**Stored records:**
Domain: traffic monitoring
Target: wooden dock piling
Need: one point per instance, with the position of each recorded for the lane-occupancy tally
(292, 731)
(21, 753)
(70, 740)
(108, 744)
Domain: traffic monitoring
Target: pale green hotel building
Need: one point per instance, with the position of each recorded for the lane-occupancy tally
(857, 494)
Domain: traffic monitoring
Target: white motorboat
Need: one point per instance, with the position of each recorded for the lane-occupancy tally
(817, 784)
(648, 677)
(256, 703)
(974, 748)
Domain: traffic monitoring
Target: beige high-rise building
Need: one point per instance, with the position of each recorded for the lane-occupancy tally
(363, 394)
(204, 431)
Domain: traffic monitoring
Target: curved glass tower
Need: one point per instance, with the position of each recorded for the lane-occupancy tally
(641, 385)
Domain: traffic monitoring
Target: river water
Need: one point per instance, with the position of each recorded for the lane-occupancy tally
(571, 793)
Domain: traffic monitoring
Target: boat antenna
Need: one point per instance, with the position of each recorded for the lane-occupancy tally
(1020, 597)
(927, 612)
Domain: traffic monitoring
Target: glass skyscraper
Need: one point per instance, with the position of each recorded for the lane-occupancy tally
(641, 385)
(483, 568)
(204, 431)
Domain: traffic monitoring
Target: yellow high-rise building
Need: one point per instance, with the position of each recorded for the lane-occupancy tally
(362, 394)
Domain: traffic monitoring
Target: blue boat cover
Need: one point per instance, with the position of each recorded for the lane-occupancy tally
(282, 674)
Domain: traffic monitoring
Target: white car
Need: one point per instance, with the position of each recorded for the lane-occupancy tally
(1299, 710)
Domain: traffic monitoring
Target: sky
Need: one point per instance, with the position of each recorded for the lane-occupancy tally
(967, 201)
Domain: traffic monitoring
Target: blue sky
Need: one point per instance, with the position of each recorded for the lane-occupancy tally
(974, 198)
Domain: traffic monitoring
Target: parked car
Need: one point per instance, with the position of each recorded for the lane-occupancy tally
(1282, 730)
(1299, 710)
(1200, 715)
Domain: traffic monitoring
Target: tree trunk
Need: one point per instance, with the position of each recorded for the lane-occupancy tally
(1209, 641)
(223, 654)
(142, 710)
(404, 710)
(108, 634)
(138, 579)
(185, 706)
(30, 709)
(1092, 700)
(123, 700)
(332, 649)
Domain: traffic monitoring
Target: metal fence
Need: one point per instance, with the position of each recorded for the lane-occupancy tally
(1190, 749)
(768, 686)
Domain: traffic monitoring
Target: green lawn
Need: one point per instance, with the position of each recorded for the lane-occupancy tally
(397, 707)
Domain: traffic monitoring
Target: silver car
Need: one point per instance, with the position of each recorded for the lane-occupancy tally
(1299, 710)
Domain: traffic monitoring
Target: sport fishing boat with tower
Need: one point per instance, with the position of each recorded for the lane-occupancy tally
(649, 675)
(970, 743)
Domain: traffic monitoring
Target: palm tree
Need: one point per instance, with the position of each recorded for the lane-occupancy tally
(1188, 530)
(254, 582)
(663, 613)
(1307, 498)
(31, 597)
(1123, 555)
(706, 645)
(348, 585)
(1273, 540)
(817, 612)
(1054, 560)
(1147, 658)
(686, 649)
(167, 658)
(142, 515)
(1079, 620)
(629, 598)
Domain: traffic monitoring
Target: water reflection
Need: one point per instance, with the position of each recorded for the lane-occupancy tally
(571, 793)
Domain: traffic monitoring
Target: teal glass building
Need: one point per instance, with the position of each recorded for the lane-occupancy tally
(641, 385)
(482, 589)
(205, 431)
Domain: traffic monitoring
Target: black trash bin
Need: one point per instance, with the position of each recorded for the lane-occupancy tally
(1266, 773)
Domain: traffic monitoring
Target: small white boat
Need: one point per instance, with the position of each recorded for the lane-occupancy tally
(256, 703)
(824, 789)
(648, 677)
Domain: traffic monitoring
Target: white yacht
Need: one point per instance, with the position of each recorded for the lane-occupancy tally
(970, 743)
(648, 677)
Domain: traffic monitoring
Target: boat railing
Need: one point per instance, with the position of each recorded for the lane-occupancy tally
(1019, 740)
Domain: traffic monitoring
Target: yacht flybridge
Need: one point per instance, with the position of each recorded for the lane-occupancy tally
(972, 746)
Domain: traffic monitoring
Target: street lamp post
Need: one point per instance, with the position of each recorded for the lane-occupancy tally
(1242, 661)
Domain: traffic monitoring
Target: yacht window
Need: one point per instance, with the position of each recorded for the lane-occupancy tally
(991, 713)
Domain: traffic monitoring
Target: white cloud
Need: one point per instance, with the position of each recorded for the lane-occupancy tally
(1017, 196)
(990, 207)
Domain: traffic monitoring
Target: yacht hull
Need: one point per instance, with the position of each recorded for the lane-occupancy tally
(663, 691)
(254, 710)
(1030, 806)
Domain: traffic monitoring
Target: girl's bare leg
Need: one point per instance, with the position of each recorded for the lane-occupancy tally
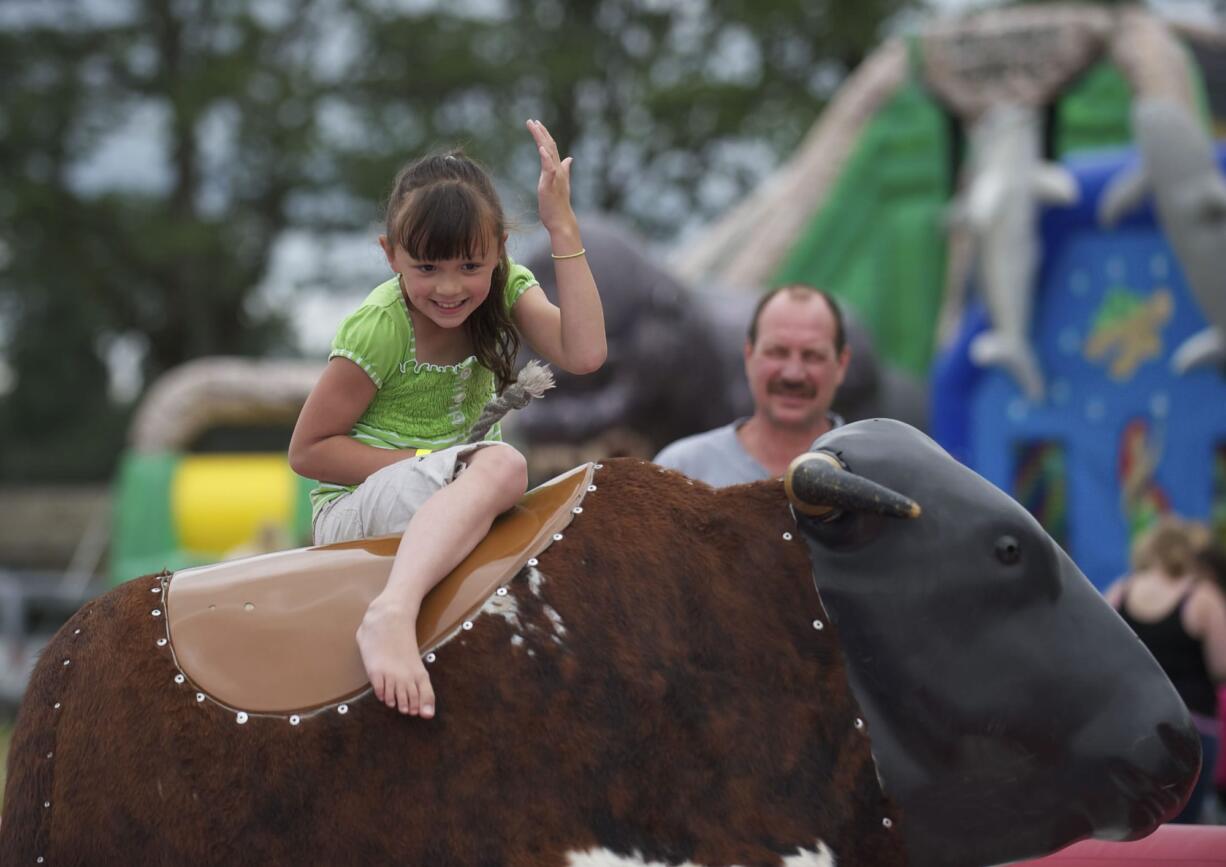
(440, 534)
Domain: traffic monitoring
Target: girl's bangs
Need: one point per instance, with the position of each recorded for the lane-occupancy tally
(445, 221)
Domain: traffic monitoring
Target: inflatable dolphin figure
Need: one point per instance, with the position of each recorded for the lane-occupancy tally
(1008, 183)
(1178, 167)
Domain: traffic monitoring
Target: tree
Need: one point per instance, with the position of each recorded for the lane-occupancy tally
(226, 101)
(254, 117)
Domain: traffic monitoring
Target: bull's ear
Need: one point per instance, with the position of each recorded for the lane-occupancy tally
(818, 485)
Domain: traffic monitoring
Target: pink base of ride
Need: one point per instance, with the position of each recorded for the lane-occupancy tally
(1168, 846)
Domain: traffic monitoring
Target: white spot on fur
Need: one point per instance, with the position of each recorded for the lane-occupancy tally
(535, 580)
(555, 618)
(820, 856)
(504, 607)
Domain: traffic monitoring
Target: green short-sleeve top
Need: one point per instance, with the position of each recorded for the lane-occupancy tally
(417, 405)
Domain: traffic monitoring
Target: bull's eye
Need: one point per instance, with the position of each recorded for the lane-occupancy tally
(1008, 551)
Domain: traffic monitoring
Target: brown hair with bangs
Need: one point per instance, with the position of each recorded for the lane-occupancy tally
(444, 206)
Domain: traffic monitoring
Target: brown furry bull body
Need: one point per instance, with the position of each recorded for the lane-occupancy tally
(685, 709)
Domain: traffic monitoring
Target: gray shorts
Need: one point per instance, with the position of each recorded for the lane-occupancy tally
(384, 503)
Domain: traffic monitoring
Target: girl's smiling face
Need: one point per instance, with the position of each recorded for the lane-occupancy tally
(446, 291)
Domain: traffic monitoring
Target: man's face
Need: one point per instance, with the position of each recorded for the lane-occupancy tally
(793, 369)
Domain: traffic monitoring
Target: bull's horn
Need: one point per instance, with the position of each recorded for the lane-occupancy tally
(819, 486)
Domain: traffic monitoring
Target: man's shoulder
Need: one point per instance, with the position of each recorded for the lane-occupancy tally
(696, 444)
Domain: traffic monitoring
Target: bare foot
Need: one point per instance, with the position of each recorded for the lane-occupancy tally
(388, 643)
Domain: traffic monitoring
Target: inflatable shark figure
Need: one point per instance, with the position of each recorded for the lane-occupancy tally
(1178, 167)
(1007, 184)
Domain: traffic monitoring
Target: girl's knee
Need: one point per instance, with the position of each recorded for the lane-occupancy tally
(504, 469)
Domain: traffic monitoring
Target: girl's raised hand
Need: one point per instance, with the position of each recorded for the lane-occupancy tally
(553, 189)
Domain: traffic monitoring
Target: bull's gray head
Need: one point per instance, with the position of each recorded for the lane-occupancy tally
(1010, 710)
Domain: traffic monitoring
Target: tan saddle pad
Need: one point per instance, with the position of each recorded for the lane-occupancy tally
(275, 633)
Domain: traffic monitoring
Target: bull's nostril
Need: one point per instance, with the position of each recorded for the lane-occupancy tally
(1183, 742)
(1008, 549)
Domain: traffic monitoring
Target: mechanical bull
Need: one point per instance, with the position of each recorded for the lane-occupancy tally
(684, 676)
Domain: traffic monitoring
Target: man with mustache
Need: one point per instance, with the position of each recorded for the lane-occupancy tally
(796, 356)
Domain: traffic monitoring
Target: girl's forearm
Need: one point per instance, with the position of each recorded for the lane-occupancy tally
(582, 318)
(342, 460)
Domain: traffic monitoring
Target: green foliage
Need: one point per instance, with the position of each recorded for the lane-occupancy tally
(244, 119)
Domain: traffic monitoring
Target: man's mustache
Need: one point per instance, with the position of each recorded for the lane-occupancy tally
(792, 389)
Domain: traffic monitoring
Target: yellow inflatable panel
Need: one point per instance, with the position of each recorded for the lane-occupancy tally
(223, 502)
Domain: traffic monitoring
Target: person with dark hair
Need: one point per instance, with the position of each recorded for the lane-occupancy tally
(384, 431)
(796, 357)
(1181, 618)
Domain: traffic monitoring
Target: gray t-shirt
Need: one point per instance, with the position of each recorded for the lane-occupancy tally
(717, 456)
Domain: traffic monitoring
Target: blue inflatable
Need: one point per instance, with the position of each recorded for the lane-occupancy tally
(1118, 438)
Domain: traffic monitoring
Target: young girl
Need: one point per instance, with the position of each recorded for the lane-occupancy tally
(410, 372)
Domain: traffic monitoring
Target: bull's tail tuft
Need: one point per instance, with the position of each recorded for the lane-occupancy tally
(532, 381)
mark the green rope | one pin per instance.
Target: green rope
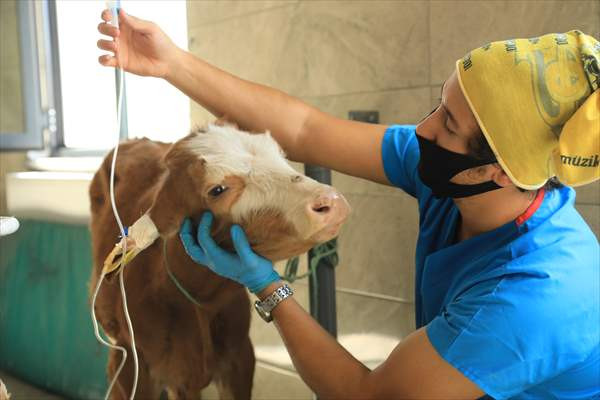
(174, 279)
(327, 251)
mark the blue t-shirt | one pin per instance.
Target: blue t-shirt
(516, 309)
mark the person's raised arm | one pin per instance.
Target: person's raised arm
(305, 133)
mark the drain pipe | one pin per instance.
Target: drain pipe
(324, 311)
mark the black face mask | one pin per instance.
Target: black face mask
(438, 165)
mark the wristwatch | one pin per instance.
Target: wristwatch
(265, 307)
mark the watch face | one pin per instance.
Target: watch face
(264, 315)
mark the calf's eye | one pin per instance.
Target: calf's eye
(217, 191)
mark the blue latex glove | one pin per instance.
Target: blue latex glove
(245, 267)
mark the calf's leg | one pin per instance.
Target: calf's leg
(146, 389)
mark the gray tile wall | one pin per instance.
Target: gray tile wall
(390, 56)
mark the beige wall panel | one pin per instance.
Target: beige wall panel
(323, 48)
(588, 194)
(377, 245)
(11, 102)
(406, 106)
(271, 384)
(205, 12)
(10, 55)
(591, 214)
(460, 26)
(360, 314)
(9, 162)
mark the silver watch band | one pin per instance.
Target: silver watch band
(265, 307)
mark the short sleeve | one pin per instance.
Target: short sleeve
(400, 154)
(505, 335)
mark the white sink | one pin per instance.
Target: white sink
(49, 196)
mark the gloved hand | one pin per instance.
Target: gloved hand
(245, 267)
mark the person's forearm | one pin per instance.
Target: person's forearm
(324, 365)
(252, 106)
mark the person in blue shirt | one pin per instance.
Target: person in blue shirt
(507, 272)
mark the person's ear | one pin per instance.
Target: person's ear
(500, 177)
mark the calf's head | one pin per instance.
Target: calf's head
(245, 179)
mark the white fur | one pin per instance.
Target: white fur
(143, 232)
(260, 162)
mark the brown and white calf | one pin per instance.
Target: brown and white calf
(242, 179)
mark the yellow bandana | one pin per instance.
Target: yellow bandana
(538, 104)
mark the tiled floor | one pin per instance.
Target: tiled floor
(20, 390)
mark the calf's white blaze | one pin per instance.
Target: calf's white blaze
(259, 161)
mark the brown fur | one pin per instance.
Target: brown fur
(181, 346)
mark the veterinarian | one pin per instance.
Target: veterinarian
(507, 271)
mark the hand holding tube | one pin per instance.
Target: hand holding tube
(139, 46)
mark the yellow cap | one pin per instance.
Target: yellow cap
(538, 104)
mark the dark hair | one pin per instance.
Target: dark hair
(481, 150)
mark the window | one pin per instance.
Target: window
(83, 92)
(21, 117)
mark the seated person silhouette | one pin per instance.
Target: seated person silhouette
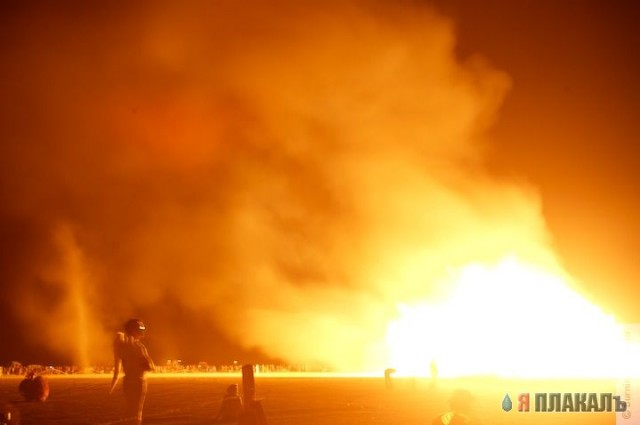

**Do this:** Could you give the listing above as a numbered list, starting at the line that contains "mark the person's forearm" and ending at the listing's final line, with blank lines dropped and the pictures left out?

**Task solution:**
1. mark the person's forearm | one pin per instance.
2. Target: person's forearm
3. (324, 365)
4. (252, 106)
5. mark the person in blue shirt | one pin per instance.
6. Target: person in blue shirt
7. (507, 272)
8. mark the person's ear | one pin per instance.
9. Target: person's ear
10. (500, 177)
11. mark the calf's head | one pin per instance.
12. Target: calf's head
13. (245, 179)
14. mark the white fur | one pin per instance.
15. Target: white fur
16. (143, 232)
17. (260, 162)
18. mark the brown and white calf | one pin per instance.
19. Target: brown and white calf
20. (242, 179)
21. mark the yellow bandana | one pin per instance.
22. Target: yellow bandana
23. (538, 104)
24. mark the tiled floor | one pin per instance.
25. Target: tiled floor
26. (20, 390)
27. mark the calf's white blaze | one pin per instance.
28. Target: calf's white blaze
29. (259, 161)
30. mark the brown fur | one pin per instance.
31. Target: brown fur
32. (181, 346)
33. mark the veterinarian | one pin per instance.
34. Target: veterinarian
35. (507, 271)
36. mark the hand holding tube | one pin per instance.
37. Target: hand holding tube
38. (139, 46)
39. mark the yellow cap | one pin per instance.
40. Target: yellow cap
41. (538, 104)
42. mark the dark hair | one pin per instance.
43. Target: dark hair
44. (481, 150)
45. mark the window | one pin per instance.
46. Target: window
47. (83, 92)
48. (21, 117)
49. mark the seated person silhouette | one pin per instance.
50. Target: seated person silhouette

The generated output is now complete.